*** Begin section ***
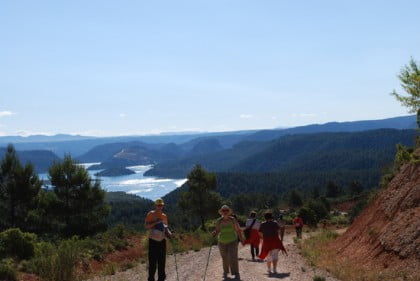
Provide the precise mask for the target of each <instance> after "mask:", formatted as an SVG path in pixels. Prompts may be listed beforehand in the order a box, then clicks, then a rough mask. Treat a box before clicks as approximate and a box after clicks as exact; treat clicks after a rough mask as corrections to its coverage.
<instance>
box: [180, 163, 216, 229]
mask: <svg viewBox="0 0 420 281" xmlns="http://www.w3.org/2000/svg"><path fill="white" fill-rule="evenodd" d="M187 178H188V181H187V184H188V186H189V190H188V191H187V192H183V193H182V194H181V197H180V200H179V207H180V208H181V209H182V210H184V211H187V212H189V213H190V214H191V215H193V216H198V218H199V220H200V223H201V229H203V230H205V228H206V227H205V222H206V220H207V219H208V218H210V217H211V216H212V215H215V214H217V210H218V208H219V207H220V205H221V201H222V200H221V197H220V195H219V194H218V193H216V192H215V190H216V185H217V182H216V175H215V174H213V173H208V172H207V171H205V170H204V169H203V168H202V167H201V166H200V165H196V166H195V167H194V168H193V169H192V170H191V172H190V173H189V174H188V177H187Z"/></svg>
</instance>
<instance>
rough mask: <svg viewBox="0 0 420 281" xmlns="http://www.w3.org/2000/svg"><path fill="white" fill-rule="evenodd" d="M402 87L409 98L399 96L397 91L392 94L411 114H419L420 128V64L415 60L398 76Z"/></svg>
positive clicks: (404, 69)
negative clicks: (406, 93)
mask: <svg viewBox="0 0 420 281" xmlns="http://www.w3.org/2000/svg"><path fill="white" fill-rule="evenodd" d="M398 78H399V79H400V81H401V87H402V88H403V89H404V91H406V93H408V96H403V95H400V94H398V93H397V92H396V91H395V90H394V91H393V92H392V93H391V94H392V95H393V96H394V97H395V98H396V99H397V100H398V101H400V102H401V103H402V104H403V105H404V106H405V107H407V108H408V110H409V112H412V113H414V112H417V122H418V124H419V128H420V119H419V118H420V64H419V63H418V62H416V61H415V60H414V59H413V58H411V59H410V62H409V63H408V65H405V66H404V67H403V68H402V69H401V71H400V74H399V75H398Z"/></svg>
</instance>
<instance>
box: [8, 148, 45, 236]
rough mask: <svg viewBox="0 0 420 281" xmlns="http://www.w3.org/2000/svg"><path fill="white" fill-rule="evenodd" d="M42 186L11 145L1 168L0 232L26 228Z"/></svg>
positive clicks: (32, 168)
mask: <svg viewBox="0 0 420 281" xmlns="http://www.w3.org/2000/svg"><path fill="white" fill-rule="evenodd" d="M41 186H42V182H41V181H40V180H39V178H38V175H37V174H36V173H35V171H34V168H33V166H32V165H31V164H27V165H26V166H22V165H21V164H20V161H19V159H18V157H17V155H16V150H15V149H14V147H13V145H9V146H8V147H7V151H6V154H5V155H4V158H3V159H2V161H1V168H0V210H1V213H2V215H1V219H0V230H1V229H5V228H11V227H19V228H22V229H24V228H25V226H26V221H27V216H28V212H29V211H30V210H31V209H32V208H33V207H34V206H33V203H34V198H35V197H36V195H37V194H38V192H39V191H40V189H41Z"/></svg>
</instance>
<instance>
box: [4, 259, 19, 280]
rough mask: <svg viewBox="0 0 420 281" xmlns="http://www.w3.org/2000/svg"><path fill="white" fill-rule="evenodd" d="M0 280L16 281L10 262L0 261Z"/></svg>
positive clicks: (8, 260) (15, 272)
mask: <svg viewBox="0 0 420 281" xmlns="http://www.w3.org/2000/svg"><path fill="white" fill-rule="evenodd" d="M0 280H2V281H17V277H16V270H15V268H14V266H13V262H12V260H10V259H4V260H1V261H0Z"/></svg>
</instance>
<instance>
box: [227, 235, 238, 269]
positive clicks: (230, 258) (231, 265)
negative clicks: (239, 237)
mask: <svg viewBox="0 0 420 281" xmlns="http://www.w3.org/2000/svg"><path fill="white" fill-rule="evenodd" d="M228 245H229V246H228V247H229V248H228V249H229V250H228V251H229V266H230V270H231V273H232V274H233V275H235V276H236V277H239V261H238V243H229V244H228Z"/></svg>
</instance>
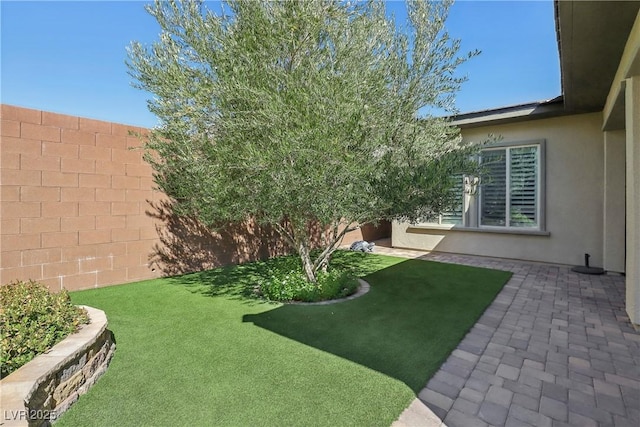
*** End section ***
> [Work to be completed]: Return only what lies between the line containing "box: [4, 259, 19, 280]" and the last line of the listing, those two lines included, exactly as written and with no pictures.

> [Response]:
box: [4, 259, 19, 280]
rough mask: <svg viewBox="0 0 420 281" xmlns="http://www.w3.org/2000/svg"><path fill="white" fill-rule="evenodd" d="M0 280L16 281L10 262L0 261Z"/></svg>
positive clicks: (8, 260) (15, 272)
mask: <svg viewBox="0 0 420 281" xmlns="http://www.w3.org/2000/svg"><path fill="white" fill-rule="evenodd" d="M0 280H2V281H17V277H16V270H15V268H14V266H13V262H12V260H10V259H4V260H1V261H0Z"/></svg>
</instance>
<instance>
box: [227, 235, 238, 269]
positive clicks: (230, 258) (231, 265)
negative clicks: (239, 237)
mask: <svg viewBox="0 0 420 281" xmlns="http://www.w3.org/2000/svg"><path fill="white" fill-rule="evenodd" d="M228 245H229V246H228V247H229V248H228V249H229V250H228V251H229V266H230V270H231V273H232V274H233V275H235V276H236V277H239V261H238V243H229V244H228Z"/></svg>
</instance>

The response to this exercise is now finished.